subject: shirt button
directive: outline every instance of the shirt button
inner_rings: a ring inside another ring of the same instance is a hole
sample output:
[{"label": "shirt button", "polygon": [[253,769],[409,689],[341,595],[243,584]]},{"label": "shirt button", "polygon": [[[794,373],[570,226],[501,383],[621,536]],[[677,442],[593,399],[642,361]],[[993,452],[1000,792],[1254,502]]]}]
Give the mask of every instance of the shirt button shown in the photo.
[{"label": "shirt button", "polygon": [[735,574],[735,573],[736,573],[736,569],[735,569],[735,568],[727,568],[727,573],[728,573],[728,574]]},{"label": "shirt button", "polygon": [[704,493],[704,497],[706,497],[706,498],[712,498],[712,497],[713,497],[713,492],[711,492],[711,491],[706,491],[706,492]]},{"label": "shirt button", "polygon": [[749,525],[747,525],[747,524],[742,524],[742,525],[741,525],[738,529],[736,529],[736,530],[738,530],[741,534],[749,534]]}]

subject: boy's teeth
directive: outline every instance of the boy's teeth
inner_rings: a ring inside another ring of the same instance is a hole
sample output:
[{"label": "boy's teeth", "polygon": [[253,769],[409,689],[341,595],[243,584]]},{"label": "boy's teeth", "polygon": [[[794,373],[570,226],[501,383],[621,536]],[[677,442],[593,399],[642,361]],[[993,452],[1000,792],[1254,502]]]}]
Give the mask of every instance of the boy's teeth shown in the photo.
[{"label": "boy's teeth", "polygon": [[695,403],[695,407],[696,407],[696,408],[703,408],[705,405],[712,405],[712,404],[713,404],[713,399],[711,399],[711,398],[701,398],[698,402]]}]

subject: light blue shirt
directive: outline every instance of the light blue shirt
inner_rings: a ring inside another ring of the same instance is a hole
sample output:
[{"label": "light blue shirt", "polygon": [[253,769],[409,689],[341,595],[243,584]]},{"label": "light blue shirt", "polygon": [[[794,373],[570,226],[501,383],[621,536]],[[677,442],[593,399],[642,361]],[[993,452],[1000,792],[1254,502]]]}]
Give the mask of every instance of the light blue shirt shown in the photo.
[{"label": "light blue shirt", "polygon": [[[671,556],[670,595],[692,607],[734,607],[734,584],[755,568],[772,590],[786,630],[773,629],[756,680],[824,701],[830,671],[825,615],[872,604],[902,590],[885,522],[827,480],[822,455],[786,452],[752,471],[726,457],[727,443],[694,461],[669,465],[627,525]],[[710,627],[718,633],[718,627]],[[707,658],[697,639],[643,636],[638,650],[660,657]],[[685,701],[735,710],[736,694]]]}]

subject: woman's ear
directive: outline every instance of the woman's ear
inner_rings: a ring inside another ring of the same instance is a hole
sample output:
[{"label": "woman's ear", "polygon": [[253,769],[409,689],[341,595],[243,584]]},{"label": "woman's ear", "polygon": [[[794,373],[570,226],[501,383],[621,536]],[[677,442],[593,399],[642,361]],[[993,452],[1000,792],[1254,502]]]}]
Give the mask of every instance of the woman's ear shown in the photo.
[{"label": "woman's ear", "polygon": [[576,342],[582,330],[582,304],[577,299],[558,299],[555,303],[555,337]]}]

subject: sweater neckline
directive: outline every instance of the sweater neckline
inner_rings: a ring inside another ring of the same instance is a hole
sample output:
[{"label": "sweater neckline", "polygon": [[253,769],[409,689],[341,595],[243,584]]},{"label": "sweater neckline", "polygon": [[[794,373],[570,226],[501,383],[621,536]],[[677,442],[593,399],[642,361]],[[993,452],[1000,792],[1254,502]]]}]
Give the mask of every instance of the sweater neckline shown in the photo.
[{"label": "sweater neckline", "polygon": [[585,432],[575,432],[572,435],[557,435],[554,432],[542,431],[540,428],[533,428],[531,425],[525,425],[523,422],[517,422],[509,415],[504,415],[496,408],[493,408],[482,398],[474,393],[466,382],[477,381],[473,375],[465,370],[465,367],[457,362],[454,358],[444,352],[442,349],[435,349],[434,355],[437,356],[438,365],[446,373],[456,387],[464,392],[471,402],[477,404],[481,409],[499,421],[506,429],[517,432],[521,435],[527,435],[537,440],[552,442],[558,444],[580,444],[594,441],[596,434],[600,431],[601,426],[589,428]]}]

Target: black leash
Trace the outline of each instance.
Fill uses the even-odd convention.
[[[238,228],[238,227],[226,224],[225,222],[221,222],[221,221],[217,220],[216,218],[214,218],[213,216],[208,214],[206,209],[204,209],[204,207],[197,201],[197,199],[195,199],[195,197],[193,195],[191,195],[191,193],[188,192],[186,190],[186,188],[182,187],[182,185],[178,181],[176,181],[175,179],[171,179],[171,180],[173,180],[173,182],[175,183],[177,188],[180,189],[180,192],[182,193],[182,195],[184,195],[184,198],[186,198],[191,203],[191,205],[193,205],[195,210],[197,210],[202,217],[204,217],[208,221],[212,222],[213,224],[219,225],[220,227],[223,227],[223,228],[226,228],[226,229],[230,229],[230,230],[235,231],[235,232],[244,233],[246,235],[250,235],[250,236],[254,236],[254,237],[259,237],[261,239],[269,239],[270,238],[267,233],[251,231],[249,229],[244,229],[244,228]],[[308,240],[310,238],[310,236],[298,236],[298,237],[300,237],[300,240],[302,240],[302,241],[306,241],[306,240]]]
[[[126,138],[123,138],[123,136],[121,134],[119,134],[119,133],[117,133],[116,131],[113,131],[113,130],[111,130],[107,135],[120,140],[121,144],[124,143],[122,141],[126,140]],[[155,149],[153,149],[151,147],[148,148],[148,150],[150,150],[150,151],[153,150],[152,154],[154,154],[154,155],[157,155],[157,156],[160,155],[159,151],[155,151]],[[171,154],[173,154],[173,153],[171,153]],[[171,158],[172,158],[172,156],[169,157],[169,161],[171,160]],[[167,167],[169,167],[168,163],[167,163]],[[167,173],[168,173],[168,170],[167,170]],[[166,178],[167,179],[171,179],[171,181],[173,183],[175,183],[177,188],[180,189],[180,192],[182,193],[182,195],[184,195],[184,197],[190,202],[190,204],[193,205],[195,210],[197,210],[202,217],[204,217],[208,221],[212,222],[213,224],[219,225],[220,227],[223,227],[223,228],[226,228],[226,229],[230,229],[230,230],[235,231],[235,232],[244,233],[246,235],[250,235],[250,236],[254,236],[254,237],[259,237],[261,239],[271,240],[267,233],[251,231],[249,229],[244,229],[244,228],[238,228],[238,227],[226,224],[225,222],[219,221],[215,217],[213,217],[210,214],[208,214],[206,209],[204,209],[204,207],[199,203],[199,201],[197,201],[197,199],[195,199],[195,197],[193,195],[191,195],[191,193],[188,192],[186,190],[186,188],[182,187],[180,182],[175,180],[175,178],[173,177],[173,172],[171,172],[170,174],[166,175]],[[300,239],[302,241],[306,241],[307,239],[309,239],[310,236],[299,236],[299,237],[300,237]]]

----------

### REQUIREMENT
Make an exact copy of the data above.

### EXERCISE OUTPUT
subject: shirt button
directive: outline every instance of the shirt button
inner_rings: a ring inside another ring of the same instance is a hole
sample output:
[{"label": "shirt button", "polygon": [[253,769],[409,689],[341,595],[243,584]]},{"label": "shirt button", "polygon": [[[794,373],[570,226],[501,383],[621,536]],[[677,442],[593,399],[642,361]],[[993,452],[1000,792],[1254,502]]]}]
Give the mask of every instance of the shirt button shown in the photo.
[{"label": "shirt button", "polygon": [[735,574],[735,573],[736,573],[736,569],[735,569],[735,568],[727,568],[727,573],[728,573],[728,574]]},{"label": "shirt button", "polygon": [[704,493],[704,497],[706,497],[706,498],[712,498],[712,497],[713,497],[713,492],[711,492],[711,491],[706,491],[706,492]]},{"label": "shirt button", "polygon": [[749,525],[747,525],[747,524],[742,524],[742,525],[741,525],[738,529],[736,529],[736,530],[738,530],[741,534],[749,534]]}]

subject: boy's teeth
directive: outline every instance of the boy's teeth
inner_rings: a ring inside another ring of the same instance is a hole
sample output:
[{"label": "boy's teeth", "polygon": [[253,769],[409,689],[341,595],[243,584]]},{"label": "boy's teeth", "polygon": [[[794,373],[570,226],[501,383],[621,536]],[[677,442],[593,399],[642,361]],[[993,452],[1000,792],[1254,502]]]}]
Give the mask of every instance of the boy's teeth shown in the photo.
[{"label": "boy's teeth", "polygon": [[695,403],[695,407],[696,407],[696,408],[703,408],[705,405],[712,405],[712,404],[713,404],[713,399],[711,399],[711,398],[701,398],[698,402]]}]

subject: light blue shirt
directive: outline every instance of the light blue shirt
inner_rings: a ring inside another ring of the same instance is a hole
sample output:
[{"label": "light blue shirt", "polygon": [[253,769],[409,689],[341,595],[243,584]]},{"label": "light blue shirt", "polygon": [[[794,373],[570,226],[501,383],[621,536]],[[677,442],[593,399],[642,361]],[[993,452],[1000,792],[1254,502]]]}]
Give the mask of every instance of the light blue shirt shown in the photo.
[{"label": "light blue shirt", "polygon": [[[671,556],[670,595],[692,607],[734,607],[734,584],[755,568],[772,590],[786,630],[773,629],[756,680],[824,701],[830,671],[825,615],[872,604],[902,590],[885,522],[827,480],[822,455],[786,452],[752,471],[726,457],[727,443],[694,461],[669,465],[627,525]],[[710,627],[718,633],[718,627]],[[707,658],[697,639],[643,636],[638,650],[660,657]],[[685,701],[735,710],[736,694]]]}]

subject: woman's ear
directive: outline every instance of the woman's ear
inner_rings: a ring inside another ring of the same instance is a hole
sample output:
[{"label": "woman's ear", "polygon": [[253,769],[409,689],[341,595],[243,584]]},{"label": "woman's ear", "polygon": [[[794,373],[570,226],[501,383],[621,536]],[[677,442],[593,399],[642,361]],[[993,452],[1000,792],[1254,502]]]}]
Give the mask of every instance of the woman's ear shown in the photo.
[{"label": "woman's ear", "polygon": [[576,342],[582,330],[582,304],[577,299],[558,299],[555,303],[555,337]]}]

subject: sweater neckline
directive: outline every instance of the sweater neckline
inner_rings: a ring inside another ring of the same instance is a hole
sample output:
[{"label": "sweater neckline", "polygon": [[253,769],[409,689],[341,595],[243,584]]},{"label": "sweater neckline", "polygon": [[[794,373],[570,226],[501,383],[621,536]],[[677,442],[593,399],[642,361]],[[993,452],[1000,792],[1254,502]]]}]
Give the mask of every instance of the sweater neckline shown in the photo.
[{"label": "sweater neckline", "polygon": [[585,432],[575,432],[572,435],[557,435],[554,432],[542,431],[540,428],[533,428],[531,425],[525,425],[523,422],[517,422],[509,415],[504,415],[496,408],[493,408],[482,398],[474,393],[466,382],[477,381],[473,375],[465,370],[465,367],[457,362],[454,358],[444,352],[442,349],[435,349],[434,355],[437,356],[438,365],[446,373],[456,387],[464,392],[471,402],[477,404],[481,409],[499,421],[506,429],[517,432],[521,435],[527,435],[537,440],[552,442],[558,444],[580,444],[594,441],[596,434],[600,431],[601,426],[589,428]]}]

Target: black leash
Trace the outline of each instance.
Fill uses the even-odd convention.
[[[238,228],[238,227],[226,224],[225,222],[221,222],[221,221],[217,220],[216,218],[214,218],[213,216],[208,214],[206,209],[204,209],[204,207],[197,201],[197,199],[195,199],[195,197],[193,195],[191,195],[191,193],[188,192],[186,190],[186,188],[182,187],[182,185],[178,181],[176,181],[175,179],[171,179],[171,180],[173,180],[173,182],[175,183],[177,188],[180,189],[180,192],[182,193],[182,195],[184,195],[184,198],[186,198],[191,203],[191,205],[193,205],[195,210],[197,210],[202,217],[204,217],[208,221],[212,222],[213,224],[219,225],[220,227],[223,227],[223,228],[226,228],[226,229],[230,229],[230,230],[235,231],[235,232],[244,233],[246,235],[250,235],[250,236],[254,236],[254,237],[259,237],[261,239],[269,239],[270,238],[267,233],[251,231],[249,229],[244,229],[244,228]],[[308,240],[310,238],[310,236],[298,236],[298,237],[300,237],[300,240],[302,240],[302,241],[306,241],[306,240]]]
[[[126,138],[123,138],[123,136],[121,134],[119,134],[119,133],[117,133],[116,131],[113,131],[113,130],[111,130],[107,135],[120,140],[121,144],[124,143],[122,141],[126,140]],[[155,149],[153,149],[151,147],[148,148],[148,150],[150,150],[150,151],[153,150],[152,154],[154,154],[154,155],[157,155],[157,156],[160,155],[159,151],[155,151]],[[171,154],[173,154],[173,153],[171,153]],[[171,158],[172,158],[172,156],[169,157],[169,161],[171,160]],[[167,167],[169,167],[168,163],[167,163]],[[167,173],[168,173],[168,170],[167,170]],[[166,178],[167,179],[171,179],[171,181],[173,183],[175,183],[177,188],[180,189],[180,192],[182,193],[182,195],[184,195],[184,197],[190,202],[190,204],[193,205],[195,210],[197,210],[202,217],[204,217],[208,221],[212,222],[213,224],[219,225],[220,227],[223,227],[223,228],[226,228],[226,229],[230,229],[230,230],[235,231],[235,232],[244,233],[246,235],[250,235],[250,236],[254,236],[254,237],[259,237],[261,239],[271,240],[267,233],[251,231],[249,229],[244,229],[244,228],[238,228],[238,227],[226,224],[225,222],[219,221],[215,217],[213,217],[210,214],[208,214],[206,209],[204,209],[204,207],[199,203],[199,201],[197,201],[197,199],[195,199],[195,197],[193,195],[191,195],[191,193],[188,192],[186,190],[186,188],[182,187],[180,182],[175,180],[175,178],[173,177],[173,172],[171,172],[170,174],[166,175]],[[300,239],[302,241],[306,241],[307,239],[309,239],[310,236],[299,236],[299,237],[300,237]]]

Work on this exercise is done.